* **GOAL OF THE EXERCISE**: Count the lines in the records below that contain the word "black". Reply with the number alone.

[start SUPPLIED INFORMATION]

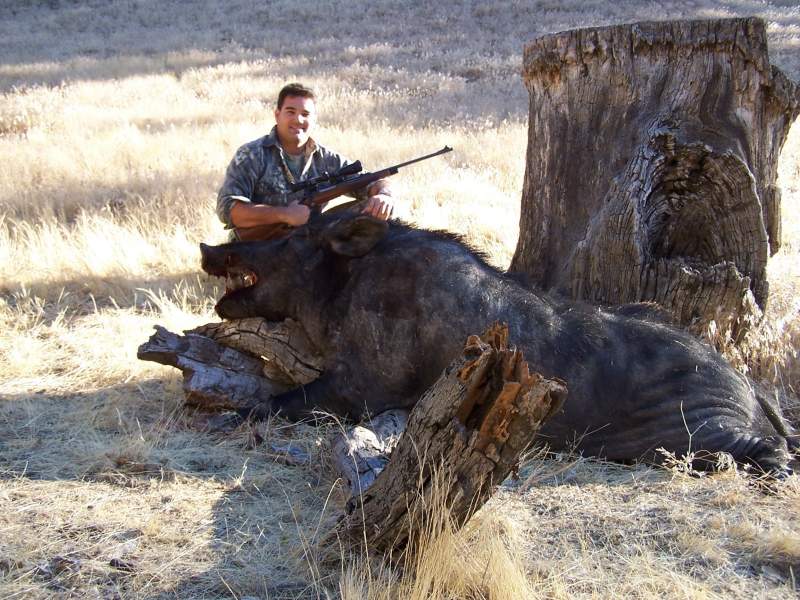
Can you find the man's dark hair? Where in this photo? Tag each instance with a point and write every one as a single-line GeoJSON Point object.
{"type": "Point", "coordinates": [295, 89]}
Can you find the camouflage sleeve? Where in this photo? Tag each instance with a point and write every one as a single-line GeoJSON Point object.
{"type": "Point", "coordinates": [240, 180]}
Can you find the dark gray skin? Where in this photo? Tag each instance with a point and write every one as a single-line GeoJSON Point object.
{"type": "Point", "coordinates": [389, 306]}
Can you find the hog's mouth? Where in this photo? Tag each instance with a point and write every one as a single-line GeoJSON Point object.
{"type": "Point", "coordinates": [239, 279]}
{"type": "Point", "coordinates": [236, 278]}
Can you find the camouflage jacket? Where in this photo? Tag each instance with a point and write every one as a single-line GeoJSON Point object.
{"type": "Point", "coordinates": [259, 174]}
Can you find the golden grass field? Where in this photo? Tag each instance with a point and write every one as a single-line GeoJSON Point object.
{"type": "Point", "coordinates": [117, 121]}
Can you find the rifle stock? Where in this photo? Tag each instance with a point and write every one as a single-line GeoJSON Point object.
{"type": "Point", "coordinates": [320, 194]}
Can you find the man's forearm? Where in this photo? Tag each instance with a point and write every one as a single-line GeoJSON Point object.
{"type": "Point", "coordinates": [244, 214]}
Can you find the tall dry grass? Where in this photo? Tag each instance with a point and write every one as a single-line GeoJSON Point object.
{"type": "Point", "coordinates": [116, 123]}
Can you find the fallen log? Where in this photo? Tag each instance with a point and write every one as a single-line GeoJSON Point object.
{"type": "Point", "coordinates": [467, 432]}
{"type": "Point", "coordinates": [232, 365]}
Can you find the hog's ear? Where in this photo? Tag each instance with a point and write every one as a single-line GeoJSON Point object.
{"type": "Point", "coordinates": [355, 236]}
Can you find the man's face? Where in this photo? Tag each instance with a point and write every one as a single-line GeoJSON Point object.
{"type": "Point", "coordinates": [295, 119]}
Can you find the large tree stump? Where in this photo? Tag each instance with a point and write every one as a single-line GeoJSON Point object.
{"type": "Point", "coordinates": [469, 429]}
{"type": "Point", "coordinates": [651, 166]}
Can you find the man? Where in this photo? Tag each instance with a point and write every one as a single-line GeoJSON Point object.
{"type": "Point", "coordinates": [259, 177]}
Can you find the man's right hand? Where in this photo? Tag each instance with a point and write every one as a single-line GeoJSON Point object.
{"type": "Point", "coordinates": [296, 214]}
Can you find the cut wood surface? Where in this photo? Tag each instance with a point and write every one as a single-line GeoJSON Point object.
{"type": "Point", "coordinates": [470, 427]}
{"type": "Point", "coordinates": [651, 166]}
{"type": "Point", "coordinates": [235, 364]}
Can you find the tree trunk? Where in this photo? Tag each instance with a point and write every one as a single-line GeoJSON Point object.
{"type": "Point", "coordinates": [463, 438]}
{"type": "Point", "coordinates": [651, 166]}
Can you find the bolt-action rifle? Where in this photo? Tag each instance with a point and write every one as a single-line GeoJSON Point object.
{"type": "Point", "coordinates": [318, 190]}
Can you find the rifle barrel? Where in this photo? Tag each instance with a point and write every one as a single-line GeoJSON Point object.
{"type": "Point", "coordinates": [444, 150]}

[end SUPPLIED INFORMATION]
[start SUPPLIED INFORMATION]

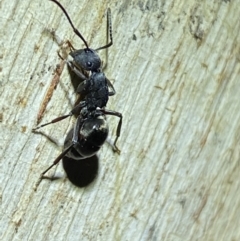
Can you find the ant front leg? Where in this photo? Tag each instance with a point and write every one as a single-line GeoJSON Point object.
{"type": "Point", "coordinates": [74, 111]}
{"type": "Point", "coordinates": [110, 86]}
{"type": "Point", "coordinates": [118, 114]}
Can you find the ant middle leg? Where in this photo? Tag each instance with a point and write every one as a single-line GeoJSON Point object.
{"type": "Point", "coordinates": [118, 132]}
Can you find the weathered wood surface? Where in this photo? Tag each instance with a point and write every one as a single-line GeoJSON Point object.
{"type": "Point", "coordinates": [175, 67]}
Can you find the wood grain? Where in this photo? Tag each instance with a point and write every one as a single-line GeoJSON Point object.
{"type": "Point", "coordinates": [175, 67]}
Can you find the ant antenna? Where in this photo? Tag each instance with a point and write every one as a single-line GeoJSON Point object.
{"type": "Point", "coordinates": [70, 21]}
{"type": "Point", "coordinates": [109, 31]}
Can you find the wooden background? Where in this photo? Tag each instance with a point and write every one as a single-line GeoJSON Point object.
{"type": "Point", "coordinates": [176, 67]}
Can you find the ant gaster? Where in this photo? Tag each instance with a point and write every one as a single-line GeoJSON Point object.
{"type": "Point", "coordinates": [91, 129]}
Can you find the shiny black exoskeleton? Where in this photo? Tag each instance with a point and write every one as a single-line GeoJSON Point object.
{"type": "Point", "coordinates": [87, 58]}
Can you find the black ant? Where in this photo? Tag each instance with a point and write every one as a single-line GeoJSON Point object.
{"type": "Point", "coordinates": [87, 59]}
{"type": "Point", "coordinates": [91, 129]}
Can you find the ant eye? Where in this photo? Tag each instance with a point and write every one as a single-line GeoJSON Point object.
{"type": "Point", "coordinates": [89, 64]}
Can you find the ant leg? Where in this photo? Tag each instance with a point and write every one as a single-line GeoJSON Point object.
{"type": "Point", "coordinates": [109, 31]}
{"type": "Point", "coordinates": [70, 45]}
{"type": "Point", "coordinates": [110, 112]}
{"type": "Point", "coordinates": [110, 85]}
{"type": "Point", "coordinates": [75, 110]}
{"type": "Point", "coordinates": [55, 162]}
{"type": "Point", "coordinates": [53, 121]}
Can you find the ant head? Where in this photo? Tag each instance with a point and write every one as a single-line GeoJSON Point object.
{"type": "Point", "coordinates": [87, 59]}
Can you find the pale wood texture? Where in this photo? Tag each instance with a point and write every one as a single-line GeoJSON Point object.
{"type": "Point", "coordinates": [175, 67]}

[end SUPPLIED INFORMATION]

* **RESPONSE**: 2